Return all lines in the data where the string "each" can be found.

Dataset items:
Content starts
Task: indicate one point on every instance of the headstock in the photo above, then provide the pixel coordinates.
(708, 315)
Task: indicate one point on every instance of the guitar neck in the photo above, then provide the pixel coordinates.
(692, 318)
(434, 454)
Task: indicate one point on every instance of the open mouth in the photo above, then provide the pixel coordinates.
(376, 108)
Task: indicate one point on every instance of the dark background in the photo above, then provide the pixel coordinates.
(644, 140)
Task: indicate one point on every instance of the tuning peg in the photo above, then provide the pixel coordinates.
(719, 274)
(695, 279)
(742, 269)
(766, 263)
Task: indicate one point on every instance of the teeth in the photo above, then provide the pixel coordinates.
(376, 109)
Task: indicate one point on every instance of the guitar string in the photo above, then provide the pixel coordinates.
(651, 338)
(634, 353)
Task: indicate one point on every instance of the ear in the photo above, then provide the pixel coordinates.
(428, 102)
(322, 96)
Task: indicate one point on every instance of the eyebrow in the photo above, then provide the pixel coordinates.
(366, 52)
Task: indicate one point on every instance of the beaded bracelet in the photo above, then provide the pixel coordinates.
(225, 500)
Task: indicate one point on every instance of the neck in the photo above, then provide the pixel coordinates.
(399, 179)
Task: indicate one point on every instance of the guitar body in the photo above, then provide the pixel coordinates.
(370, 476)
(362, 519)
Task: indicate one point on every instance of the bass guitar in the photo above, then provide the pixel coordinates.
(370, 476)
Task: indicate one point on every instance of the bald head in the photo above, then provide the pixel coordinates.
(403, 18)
Content ends
Content starts
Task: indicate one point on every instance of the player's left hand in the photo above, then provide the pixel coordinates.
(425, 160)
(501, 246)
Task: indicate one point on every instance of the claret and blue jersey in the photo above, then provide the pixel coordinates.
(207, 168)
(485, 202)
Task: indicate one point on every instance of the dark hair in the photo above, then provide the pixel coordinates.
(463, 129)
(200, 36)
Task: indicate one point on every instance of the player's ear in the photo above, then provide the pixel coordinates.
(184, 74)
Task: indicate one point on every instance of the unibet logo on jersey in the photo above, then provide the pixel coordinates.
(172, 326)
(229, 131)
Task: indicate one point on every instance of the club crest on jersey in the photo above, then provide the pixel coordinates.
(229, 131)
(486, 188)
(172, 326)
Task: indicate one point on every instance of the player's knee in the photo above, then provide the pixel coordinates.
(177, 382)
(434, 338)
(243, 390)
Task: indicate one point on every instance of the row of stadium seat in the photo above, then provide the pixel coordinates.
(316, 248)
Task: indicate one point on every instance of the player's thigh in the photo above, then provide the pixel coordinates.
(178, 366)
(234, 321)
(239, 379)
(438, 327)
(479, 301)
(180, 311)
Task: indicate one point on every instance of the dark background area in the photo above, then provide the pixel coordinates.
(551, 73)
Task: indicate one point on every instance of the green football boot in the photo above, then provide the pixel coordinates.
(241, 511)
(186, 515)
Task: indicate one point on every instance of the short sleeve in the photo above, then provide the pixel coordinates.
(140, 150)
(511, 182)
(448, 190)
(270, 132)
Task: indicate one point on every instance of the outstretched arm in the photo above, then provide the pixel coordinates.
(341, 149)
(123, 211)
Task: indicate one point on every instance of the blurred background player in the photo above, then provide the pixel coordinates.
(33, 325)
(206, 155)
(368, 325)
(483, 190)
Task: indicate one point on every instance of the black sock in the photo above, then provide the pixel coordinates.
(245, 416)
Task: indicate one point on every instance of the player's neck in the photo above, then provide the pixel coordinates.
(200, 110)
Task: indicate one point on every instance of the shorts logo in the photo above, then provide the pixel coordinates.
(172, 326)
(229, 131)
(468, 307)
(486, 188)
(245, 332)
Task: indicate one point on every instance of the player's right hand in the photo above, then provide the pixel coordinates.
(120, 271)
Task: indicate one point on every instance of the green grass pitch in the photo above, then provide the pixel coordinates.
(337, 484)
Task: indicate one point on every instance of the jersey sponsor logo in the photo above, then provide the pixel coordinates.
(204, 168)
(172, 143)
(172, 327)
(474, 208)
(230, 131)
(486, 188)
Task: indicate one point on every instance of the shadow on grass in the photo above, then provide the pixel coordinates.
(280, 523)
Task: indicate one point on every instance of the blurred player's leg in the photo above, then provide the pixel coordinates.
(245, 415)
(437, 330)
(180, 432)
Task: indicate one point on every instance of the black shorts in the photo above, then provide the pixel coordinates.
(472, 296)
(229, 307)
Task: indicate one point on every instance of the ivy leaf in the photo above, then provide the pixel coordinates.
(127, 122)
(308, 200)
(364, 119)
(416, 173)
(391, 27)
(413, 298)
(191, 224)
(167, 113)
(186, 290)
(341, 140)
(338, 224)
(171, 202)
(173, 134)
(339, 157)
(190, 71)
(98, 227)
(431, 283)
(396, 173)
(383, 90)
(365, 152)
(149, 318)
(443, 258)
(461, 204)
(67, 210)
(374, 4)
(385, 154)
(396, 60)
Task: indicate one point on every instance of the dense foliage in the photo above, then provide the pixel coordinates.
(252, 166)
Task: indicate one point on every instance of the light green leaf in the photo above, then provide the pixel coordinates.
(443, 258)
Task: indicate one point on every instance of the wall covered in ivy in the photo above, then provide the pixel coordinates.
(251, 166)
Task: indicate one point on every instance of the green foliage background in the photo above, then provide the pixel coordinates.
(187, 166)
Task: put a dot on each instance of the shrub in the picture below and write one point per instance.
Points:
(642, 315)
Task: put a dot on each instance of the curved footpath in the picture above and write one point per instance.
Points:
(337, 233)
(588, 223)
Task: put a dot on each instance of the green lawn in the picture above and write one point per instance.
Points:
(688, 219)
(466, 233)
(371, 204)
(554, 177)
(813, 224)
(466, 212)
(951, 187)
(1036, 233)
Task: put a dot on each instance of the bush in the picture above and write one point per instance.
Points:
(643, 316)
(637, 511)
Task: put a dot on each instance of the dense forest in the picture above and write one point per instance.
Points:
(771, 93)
Content ends
Answer:
Task: put a dot on each instance of the shrub in the picture below and write one point per instance.
Task: put a dot on each instance of the curved footpath in the picture above and write one point per instance.
Task: put a dot on each instance of the green lawn in the picture above and write one point per instance.
Task: put a dot on each instance of the bush in the picture above and write one point per instance.
Task: put a dot on each instance of the dense forest in the picture above and write one point per instance.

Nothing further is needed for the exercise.